Extract the lines of the listing, starting at its beginning and ending at the line that contains "118H440V117H438ZM442 121H443V119H442ZM456 131H457V129H456ZM457", with both ends included. Reproduce them verbatim and leave the pictures out of your answer.

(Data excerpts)
# # # # # # #

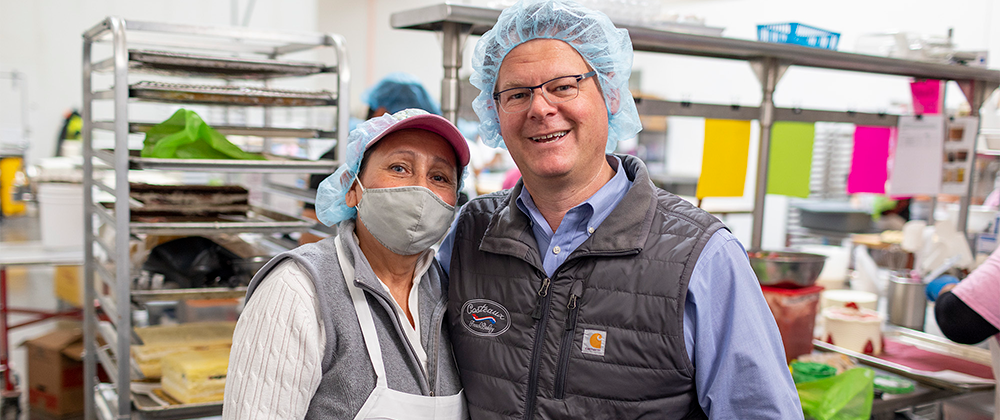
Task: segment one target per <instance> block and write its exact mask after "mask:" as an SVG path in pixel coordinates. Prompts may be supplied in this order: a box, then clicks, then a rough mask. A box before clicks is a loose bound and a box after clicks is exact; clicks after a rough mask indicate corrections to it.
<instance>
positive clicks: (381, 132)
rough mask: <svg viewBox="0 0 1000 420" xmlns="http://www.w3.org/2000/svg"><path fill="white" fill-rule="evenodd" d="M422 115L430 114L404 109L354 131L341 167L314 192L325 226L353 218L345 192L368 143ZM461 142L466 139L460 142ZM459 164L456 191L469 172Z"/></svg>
mask: <svg viewBox="0 0 1000 420" xmlns="http://www.w3.org/2000/svg"><path fill="white" fill-rule="evenodd" d="M425 114H429V113H428V112H427V111H424V110H422V109H405V110H402V111H399V112H397V113H394V114H382V115H381V116H378V117H374V118H372V119H370V120H368V121H365V122H363V123H361V124H359V125H358V127H357V128H355V129H354V130H352V131H351V134H350V135H348V136H347V153H346V155H347V156H345V159H344V160H343V163H342V164H341V165H340V167H339V168H337V170H336V171H335V172H334V173H333V174H332V175H330V176H328V177H326V179H324V180H323V182H320V184H319V187H318V188H316V218H318V219H319V221H320V222H323V224H324V225H327V226H333V225H336V224H338V223H340V222H342V221H344V220H347V219H353V218H355V217H356V216H357V213H358V212H357V210H356V209H355V208H354V207H350V206H348V205H347V202H346V201H345V200H346V195H347V191H348V190H349V189H351V185H353V184H354V179H355V178H356V177H357V176H358V170H359V169H360V168H361V161H362V160H363V159H364V156H365V151H366V150H368V147H369V143H371V142H372V140H374V139H375V138H376V137H378V136H380V135H382V133H384V132H386V130H388V129H389V128H391V127H392V126H394V125H396V124H398V123H400V122H401V121H402V120H405V119H407V118H410V117H413V116H417V115H425ZM438 118H440V117H438ZM442 121H443V119H442ZM456 131H457V129H456ZM457 135H459V136H461V135H460V134H457ZM462 141H465V139H464V138H463V139H462ZM463 144H464V143H463ZM453 147H454V146H453ZM466 147H467V146H466ZM465 155H466V160H467V159H468V149H466V151H465ZM458 163H459V165H461V168H459V171H460V172H459V174H458V176H459V177H458V191H461V190H462V188H463V187H464V185H465V176H466V173H467V172H468V171H467V170H466V166H465V165H463V164H462V162H458Z"/></svg>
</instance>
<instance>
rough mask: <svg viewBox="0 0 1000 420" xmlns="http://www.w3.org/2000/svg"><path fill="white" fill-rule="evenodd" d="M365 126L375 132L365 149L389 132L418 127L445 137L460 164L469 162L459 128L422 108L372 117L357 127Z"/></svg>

# # # # # # #

» **EXPECTED OUTPUT**:
Task: segment one target per <instance> block and write its exact mask after "mask:" as an SVG path in pixel coordinates. Prompts may be supplied in this order: a box, then clicks, then a rough mask. A box before clicks is a loose bound and a box after clicks is exact; clicks after a rough mask indicate corrections to it.
<instance>
positive clicks: (381, 132)
rough mask: <svg viewBox="0 0 1000 420" xmlns="http://www.w3.org/2000/svg"><path fill="white" fill-rule="evenodd" d="M422 115L430 114L404 109L354 131L341 167L314 192L325 226L353 218L345 192L368 143ZM461 142L466 139L460 142ZM459 164L456 191L469 172Z"/></svg>
mask: <svg viewBox="0 0 1000 420" xmlns="http://www.w3.org/2000/svg"><path fill="white" fill-rule="evenodd" d="M425 114H429V113H428V112H427V111H424V110H422V109H405V110H402V111H399V112H397V113H394V114H382V115H381V116H378V117H374V118H372V119H370V120H368V121H365V122H363V123H361V124H359V125H358V127H357V128H355V129H354V130H352V131H351V134H350V135H348V136H347V153H346V155H347V156H345V159H344V160H343V163H342V164H341V165H340V167H339V168H337V170H336V171H335V172H334V173H333V174H332V175H330V176H328V177H326V179H324V180H323V182H320V184H319V187H318V188H316V218H318V219H319V221H320V222H323V224H324V225H327V226H333V225H336V224H338V223H340V222H342V221H344V220H347V219H353V218H355V217H356V216H357V213H358V212H357V210H356V209H355V208H354V207H350V206H348V205H347V202H346V201H345V200H346V195H347V191H348V190H349V189H351V185H353V184H354V179H355V178H356V177H357V176H358V170H359V169H360V168H361V161H362V160H363V159H364V156H365V151H366V150H368V147H369V143H371V142H372V140H374V139H375V138H376V137H378V136H380V135H382V133H384V132H386V130H388V129H389V128H391V127H392V126H394V125H396V124H398V123H400V122H401V121H402V120H405V119H407V118H410V117H413V116H417V115H425ZM438 118H440V117H438ZM442 121H443V119H442ZM456 131H457V129H456ZM457 135H459V136H461V135H460V134H457ZM462 141H465V139H464V138H463V139H462ZM463 144H464V143H463ZM453 147H454V146H453ZM466 147H467V146H466ZM465 155H466V160H467V159H468V149H466V151H465ZM458 163H459V165H461V168H459V171H460V172H459V174H458V176H459V177H458V191H461V190H462V188H463V187H464V185H465V176H466V173H467V172H468V171H467V170H466V166H465V165H463V164H462V162H458Z"/></svg>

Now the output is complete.